(Location identification items)
[Begin]
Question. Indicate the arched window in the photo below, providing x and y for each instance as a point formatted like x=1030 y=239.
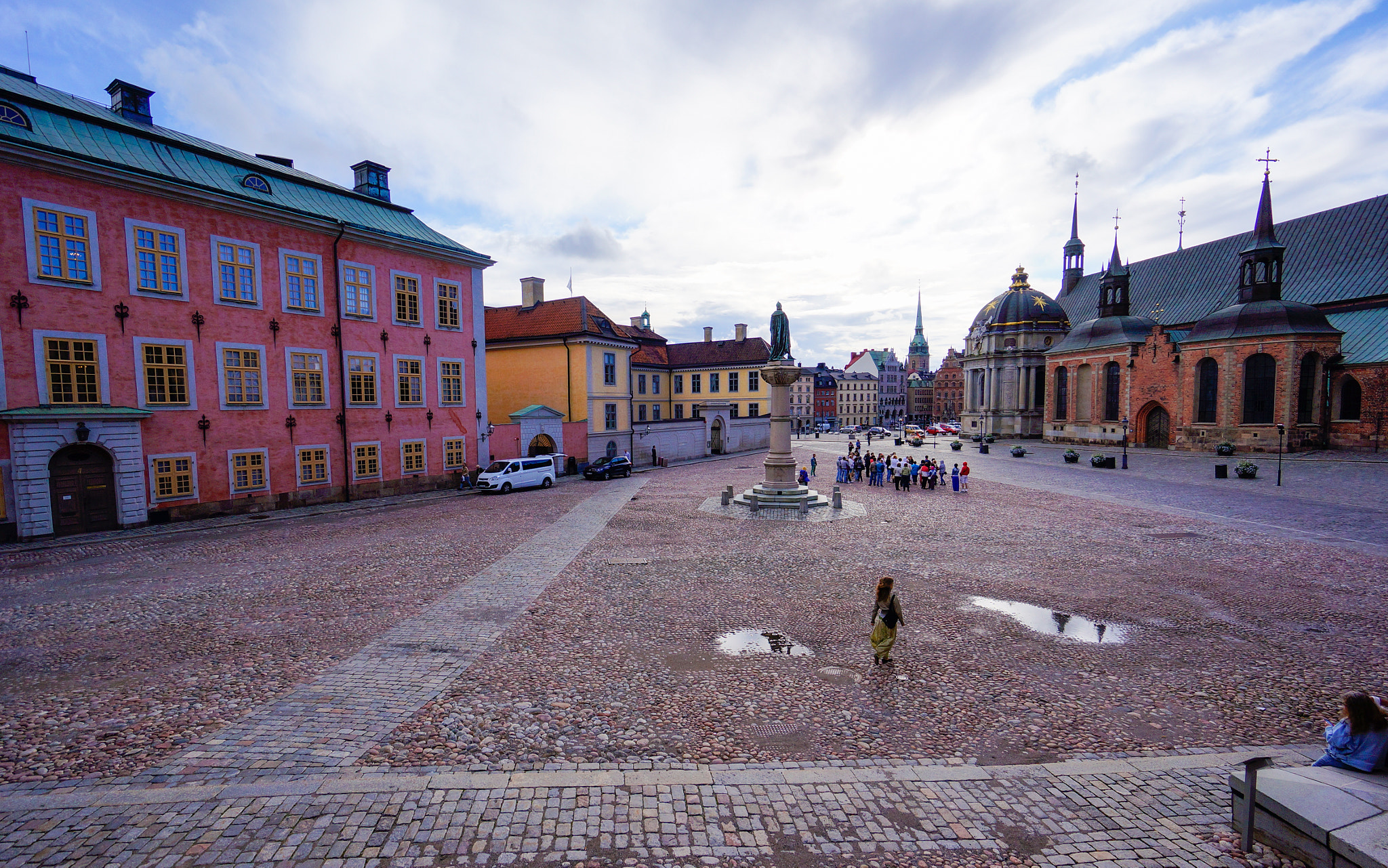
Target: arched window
x=1083 y=394
x=1351 y=399
x=1307 y=389
x=1112 y=379
x=1259 y=388
x=1206 y=389
x=9 y=115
[End]
Rewrite the material above, replacing "arched window" with "curved window" everywhere and keeping everything else the same. Leave the picture out.

# Output:
Question. Indicate the curved window in the photo below, providing x and y for each instance as a point formatted like x=1030 y=239.
Target: curved window
x=1083 y=394
x=1351 y=399
x=1307 y=389
x=1112 y=379
x=1259 y=388
x=1206 y=389
x=9 y=115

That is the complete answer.